* [PROBLEM REQUIREMENTS] Will you quote only the lines starting at the one that contains "Please tag the background" and ending with the last line of the listing below, inclusive?

----- WORKING DATA

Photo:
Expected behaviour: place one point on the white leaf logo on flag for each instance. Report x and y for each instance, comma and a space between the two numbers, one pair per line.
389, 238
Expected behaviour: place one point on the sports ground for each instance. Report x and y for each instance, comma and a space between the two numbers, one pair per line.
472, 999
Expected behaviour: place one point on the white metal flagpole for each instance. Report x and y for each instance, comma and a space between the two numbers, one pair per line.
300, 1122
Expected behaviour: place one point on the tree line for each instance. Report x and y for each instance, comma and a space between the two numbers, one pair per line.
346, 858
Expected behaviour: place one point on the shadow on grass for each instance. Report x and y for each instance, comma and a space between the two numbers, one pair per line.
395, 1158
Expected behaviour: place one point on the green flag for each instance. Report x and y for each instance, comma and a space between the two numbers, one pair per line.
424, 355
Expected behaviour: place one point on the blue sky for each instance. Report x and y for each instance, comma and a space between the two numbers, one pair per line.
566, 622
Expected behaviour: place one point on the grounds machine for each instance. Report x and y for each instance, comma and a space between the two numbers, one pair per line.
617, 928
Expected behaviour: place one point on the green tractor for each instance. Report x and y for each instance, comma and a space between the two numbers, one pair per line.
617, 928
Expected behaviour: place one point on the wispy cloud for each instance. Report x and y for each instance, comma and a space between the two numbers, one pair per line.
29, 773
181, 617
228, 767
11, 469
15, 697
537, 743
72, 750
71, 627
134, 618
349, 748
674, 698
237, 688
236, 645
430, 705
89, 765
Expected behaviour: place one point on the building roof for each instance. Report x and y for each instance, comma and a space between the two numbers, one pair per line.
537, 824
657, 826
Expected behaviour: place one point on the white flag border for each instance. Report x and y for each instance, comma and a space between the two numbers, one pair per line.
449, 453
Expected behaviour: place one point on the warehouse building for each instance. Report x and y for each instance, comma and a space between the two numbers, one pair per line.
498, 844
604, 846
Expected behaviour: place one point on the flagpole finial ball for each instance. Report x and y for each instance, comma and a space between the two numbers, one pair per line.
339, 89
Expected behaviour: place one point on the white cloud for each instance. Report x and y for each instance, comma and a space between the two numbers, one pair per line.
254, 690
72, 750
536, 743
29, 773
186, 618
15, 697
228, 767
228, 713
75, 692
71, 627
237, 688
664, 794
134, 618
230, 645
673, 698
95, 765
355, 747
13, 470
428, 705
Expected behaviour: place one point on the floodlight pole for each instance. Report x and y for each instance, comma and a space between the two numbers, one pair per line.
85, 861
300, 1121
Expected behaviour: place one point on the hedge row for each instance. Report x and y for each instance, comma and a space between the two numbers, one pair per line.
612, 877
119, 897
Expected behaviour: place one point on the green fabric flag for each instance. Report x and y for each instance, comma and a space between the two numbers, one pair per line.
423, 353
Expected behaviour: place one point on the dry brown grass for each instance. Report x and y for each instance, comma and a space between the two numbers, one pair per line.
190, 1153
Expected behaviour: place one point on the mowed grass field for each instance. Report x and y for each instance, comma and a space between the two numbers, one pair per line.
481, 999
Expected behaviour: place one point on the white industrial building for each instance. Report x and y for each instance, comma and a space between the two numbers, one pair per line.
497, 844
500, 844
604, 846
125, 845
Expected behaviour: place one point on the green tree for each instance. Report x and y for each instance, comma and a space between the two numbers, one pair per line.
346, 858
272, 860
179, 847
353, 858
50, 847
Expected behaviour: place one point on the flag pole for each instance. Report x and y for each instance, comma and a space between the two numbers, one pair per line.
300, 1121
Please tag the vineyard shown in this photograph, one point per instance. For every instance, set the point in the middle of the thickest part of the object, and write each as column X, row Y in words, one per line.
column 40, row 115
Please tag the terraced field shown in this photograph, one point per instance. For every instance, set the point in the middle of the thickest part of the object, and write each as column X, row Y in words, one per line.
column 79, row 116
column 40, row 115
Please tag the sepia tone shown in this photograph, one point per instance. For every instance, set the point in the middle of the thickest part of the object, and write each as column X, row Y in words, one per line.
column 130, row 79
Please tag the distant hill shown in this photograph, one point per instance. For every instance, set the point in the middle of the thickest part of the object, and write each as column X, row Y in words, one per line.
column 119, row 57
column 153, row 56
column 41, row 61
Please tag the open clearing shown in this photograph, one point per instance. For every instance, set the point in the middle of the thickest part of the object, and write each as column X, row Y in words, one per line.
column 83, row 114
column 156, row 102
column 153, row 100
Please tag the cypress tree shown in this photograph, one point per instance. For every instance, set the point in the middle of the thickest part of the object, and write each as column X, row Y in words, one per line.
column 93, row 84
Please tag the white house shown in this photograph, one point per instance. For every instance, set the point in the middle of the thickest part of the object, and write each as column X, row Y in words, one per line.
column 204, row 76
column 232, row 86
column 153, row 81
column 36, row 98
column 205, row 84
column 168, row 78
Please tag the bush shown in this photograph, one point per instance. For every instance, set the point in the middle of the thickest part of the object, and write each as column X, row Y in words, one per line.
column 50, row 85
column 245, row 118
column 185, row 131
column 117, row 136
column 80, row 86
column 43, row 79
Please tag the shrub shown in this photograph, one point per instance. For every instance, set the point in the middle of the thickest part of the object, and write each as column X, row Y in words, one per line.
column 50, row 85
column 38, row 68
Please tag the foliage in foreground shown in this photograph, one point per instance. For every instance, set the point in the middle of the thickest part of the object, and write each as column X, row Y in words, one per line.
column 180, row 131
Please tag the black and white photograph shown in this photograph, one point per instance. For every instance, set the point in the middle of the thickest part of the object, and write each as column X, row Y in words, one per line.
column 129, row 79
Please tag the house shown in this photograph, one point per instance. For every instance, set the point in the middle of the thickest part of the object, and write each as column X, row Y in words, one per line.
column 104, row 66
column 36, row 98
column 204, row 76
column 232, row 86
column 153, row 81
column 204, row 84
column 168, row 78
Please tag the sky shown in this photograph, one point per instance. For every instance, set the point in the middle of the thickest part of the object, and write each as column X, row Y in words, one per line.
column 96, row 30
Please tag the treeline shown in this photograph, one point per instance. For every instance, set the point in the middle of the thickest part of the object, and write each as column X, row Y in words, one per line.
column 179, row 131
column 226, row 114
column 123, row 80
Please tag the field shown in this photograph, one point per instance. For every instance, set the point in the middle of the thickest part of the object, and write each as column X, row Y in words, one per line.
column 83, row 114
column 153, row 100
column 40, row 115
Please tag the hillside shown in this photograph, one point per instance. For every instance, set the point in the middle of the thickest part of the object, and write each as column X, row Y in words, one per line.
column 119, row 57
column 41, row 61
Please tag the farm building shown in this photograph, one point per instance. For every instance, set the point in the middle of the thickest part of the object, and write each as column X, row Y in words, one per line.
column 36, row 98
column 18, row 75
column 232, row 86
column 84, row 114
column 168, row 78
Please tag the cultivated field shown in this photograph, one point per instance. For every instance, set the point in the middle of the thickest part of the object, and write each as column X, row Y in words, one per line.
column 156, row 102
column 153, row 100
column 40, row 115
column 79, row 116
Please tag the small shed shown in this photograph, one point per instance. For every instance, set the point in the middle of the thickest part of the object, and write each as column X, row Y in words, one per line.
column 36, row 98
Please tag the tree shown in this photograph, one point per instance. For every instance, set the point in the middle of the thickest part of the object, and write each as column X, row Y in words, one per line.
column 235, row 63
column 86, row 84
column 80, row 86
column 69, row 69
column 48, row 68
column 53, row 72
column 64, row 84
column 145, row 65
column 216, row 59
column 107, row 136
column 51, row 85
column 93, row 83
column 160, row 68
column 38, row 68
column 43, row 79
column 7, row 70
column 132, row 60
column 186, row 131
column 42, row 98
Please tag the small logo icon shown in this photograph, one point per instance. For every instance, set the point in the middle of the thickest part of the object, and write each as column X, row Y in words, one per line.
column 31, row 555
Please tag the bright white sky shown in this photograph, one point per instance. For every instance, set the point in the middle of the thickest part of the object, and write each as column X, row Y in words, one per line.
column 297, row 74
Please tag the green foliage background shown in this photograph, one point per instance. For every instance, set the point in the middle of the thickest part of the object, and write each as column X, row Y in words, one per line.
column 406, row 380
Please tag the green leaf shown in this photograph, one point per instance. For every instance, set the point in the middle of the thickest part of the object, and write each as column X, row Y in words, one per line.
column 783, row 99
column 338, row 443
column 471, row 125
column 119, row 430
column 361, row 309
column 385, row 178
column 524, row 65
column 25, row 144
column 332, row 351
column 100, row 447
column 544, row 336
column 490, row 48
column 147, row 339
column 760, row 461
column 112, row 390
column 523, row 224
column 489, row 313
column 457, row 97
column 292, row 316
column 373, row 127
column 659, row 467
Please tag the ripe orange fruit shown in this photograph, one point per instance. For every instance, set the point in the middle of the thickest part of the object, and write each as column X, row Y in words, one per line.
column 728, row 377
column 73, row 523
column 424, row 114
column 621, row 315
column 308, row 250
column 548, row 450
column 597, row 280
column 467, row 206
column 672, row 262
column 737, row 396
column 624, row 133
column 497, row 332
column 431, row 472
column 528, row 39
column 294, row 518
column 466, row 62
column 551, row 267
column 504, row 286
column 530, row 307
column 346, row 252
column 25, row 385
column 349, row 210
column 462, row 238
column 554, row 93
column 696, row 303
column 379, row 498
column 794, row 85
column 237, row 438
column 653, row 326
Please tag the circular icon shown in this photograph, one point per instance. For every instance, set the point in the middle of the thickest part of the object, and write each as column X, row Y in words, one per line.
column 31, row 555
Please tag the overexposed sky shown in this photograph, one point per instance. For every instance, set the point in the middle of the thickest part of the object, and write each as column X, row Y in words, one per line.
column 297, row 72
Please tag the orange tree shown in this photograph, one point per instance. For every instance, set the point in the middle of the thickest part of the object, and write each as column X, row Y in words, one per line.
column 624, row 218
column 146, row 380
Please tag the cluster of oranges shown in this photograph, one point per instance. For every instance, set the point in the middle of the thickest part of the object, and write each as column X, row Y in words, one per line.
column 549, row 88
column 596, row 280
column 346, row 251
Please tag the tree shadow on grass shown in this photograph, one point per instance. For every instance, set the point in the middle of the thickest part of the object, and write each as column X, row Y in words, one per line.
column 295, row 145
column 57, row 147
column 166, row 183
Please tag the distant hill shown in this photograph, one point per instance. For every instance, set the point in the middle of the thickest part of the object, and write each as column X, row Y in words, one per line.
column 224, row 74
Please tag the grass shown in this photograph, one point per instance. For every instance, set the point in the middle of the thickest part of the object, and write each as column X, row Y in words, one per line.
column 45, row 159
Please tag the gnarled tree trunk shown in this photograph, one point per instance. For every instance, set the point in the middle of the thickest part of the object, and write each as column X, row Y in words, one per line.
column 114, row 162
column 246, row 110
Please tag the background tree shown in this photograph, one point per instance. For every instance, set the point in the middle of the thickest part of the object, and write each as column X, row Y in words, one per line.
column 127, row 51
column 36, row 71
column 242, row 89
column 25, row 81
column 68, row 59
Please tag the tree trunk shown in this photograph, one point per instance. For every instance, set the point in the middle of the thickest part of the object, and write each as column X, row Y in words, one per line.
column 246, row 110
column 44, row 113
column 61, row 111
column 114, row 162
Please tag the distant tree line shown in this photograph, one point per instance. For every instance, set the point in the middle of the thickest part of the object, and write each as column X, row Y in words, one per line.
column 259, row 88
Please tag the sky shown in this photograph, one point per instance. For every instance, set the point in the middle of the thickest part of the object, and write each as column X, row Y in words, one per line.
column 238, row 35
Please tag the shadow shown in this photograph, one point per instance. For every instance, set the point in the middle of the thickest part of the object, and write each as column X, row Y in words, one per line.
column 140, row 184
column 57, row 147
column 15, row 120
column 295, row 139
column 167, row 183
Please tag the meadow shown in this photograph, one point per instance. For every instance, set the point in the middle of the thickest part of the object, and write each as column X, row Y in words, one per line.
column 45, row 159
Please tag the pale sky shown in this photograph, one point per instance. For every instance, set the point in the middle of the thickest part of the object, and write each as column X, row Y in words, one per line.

----------

* [EXERCISE RESULT]
Please tag the background tree shown in this photograph, one point per instance. For every instance, set the point in the middle of the thickest part of the object, and write each as column X, row Y in words, one per line.
column 127, row 51
column 36, row 71
column 242, row 89
column 25, row 81
column 68, row 59
Please tag the tree trunk shown in this photograph, one point per instance. For every instance, set the point in the middle of the thickest part of the object, and write each as column X, row Y in words, one per line.
column 246, row 110
column 44, row 113
column 61, row 111
column 114, row 162
Please tag the distant tree line shown in this photograph, one point per instance. For every instance, set the point in the middle of the thickest part of the object, and write each as column X, row Y in words, one per line.
column 259, row 88
Please tag the sky shown in this photograph, one point per instance. For every instance, set the point in the middle of the thickest part of the object, and write each as column X, row Y in words, one per line.
column 238, row 35
Please tag the shadow shown in this photograph, one point per instance. For every instance, set the point in the middle of the thickest part of the object, and write each as column X, row Y in words, one per line.
column 140, row 184
column 57, row 147
column 15, row 120
column 295, row 139
column 167, row 183
Please tag the meadow shown in this photograph, one point per instance. For every instance, set the point in the middle of the thickest part of the object, and write each as column X, row Y in words, one per line.
column 45, row 159
Please tag the pale sky shown in this photograph, one point per instance. For every instance, set the point in the middle of the thickest part of the object, and write each as column X, row Y in words, one per line.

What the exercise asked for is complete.